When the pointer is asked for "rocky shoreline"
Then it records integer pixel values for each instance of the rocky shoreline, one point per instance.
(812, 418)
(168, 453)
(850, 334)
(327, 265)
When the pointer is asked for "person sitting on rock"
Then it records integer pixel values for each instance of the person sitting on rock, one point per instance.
::::::::::
• Directions for this task: Rewrite every entry above, substituting "sandy beach" for each occurrence of "rocky shoreline" and leaving everything else unchanged.

• Full output:
When the pointer is asked for "sandy beach"
Then it records integer pixel values for each instance of the sandy beach, one point per instance.
(812, 418)
(168, 453)
(850, 334)
(327, 265)
When the pointer is asked for "person sitting on rock"
Then it records integer pixel values for each instance of the person sitting on rock, one point per instance.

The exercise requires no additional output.